(Given request):
Rewrite the lines below, changing "bare arm" to "uncovered arm" and leaving everything else as it is.

......

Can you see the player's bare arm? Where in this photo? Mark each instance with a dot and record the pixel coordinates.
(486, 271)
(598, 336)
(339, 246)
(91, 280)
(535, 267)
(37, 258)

......

(The reply):
Can you see the player's uncovered arm? Where in this photo? Mark each instance with a dot and record the pixel coordinates.
(486, 271)
(598, 336)
(339, 246)
(91, 280)
(535, 267)
(37, 258)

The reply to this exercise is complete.